#### Görev
IMF ve Türk ekonomisi üzerine yazının "IMF Dış İlişkiler" sözlerini içeren yerle açılıp "aynı taktiği izlememişmiydi?" ile kapanan kısmını, "IMF" yerine "Dünya Bankası" koyarak yeniden yazın.

#### Okuma parçası
▽

IMF Dış İlişkiler Direktörü Dawson, "Türkiye'de son ekonomik gelişmeler cesaret verici. Enflasyon düştü, faizler 10 puan geriledi" dedikten sonra, bu trend devam ederse, Türk ekonomisinin yoluna gireceğini savunuyordu.
Hemen aynı gün Devlet Panlama Tekilatı'ın (DPT) 3 aylık raporu açıklanıyordu:
"Türkiye ekonomisi savaş dönemini andırır bir küçülme içinde..."
Ülke batıyor, IMF alkış tutuyor.
Şubat krizinde de IMF ve ABD aynı taktiği izlememişmiydi?
Başbakan, yapay bir gerilimle ekonominin tansiyonunu yükselterek krize gömünce IMF ve Bush, tebrik edip, "iyi yoldasınız" dememiş miydi?

△

(İşaretleme veri kümesi kayıtları)

▽

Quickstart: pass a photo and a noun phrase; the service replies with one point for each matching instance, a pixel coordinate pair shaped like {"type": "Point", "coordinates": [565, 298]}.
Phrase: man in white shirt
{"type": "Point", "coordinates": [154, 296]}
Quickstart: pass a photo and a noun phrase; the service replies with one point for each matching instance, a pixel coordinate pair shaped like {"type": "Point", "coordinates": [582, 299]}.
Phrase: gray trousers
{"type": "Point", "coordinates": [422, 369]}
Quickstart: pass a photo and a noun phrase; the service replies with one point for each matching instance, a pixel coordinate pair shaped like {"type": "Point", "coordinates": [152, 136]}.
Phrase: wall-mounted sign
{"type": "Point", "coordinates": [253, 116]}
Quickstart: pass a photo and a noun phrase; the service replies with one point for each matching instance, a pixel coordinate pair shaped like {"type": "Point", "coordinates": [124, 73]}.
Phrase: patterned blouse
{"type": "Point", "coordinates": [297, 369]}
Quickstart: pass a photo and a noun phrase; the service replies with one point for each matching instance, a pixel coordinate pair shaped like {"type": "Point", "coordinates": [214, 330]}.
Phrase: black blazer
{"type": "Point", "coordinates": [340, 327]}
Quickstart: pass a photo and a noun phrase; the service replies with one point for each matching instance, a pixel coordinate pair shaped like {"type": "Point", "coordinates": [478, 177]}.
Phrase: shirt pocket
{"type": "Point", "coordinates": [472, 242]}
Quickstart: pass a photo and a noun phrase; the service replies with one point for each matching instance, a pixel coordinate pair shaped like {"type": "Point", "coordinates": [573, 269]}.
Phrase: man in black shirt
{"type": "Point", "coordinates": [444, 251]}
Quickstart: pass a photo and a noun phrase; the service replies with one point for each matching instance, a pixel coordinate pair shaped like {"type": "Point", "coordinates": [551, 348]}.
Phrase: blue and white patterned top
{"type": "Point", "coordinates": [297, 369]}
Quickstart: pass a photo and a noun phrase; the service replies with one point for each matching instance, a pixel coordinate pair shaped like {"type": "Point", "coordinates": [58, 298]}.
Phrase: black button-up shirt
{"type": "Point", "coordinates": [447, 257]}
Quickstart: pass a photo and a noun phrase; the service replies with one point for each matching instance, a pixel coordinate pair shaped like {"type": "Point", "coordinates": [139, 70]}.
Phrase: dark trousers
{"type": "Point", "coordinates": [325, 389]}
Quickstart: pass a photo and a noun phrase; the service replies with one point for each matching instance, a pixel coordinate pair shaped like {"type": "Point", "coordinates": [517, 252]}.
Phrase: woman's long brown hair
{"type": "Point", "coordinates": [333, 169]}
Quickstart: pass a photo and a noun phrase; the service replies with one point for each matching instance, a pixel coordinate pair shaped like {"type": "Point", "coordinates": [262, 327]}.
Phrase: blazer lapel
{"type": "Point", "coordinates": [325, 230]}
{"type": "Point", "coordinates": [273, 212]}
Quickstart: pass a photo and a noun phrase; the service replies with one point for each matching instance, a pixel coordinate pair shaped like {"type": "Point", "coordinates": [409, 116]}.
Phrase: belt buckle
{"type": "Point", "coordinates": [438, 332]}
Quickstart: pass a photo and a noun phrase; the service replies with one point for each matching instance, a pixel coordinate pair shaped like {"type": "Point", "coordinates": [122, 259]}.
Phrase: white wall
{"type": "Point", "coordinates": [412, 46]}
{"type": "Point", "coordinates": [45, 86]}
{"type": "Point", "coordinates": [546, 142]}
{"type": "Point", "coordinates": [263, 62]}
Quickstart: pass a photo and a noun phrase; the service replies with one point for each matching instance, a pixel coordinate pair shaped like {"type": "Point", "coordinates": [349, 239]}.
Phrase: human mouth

△

#### Cevap
Dünya Bankası Dış İlişkiler Direktörü Dawson, "Türkiye'de son ekonomik gelişmeler cesaret verici. Enflasyon düştü, faizler 10 puan geriledi" dedikten sonra, bu trend devam ederse, Türk ekonomisinin yoluna gireceğini savunuyordu.
Hemen aynı gün Devlet Panlama Tekilatı'ın (DPT) 3 aylık raporu açıklanıyordu:
"Türkiye ekonomisi savaş dönemini andırır bir küçülme içinde..."
Ülke batıyor, Dünya Bankası alkış tutuyor.
Şubat krizinde de Dünya Bankası ve ABD aynı taktiği izlememişmiydi?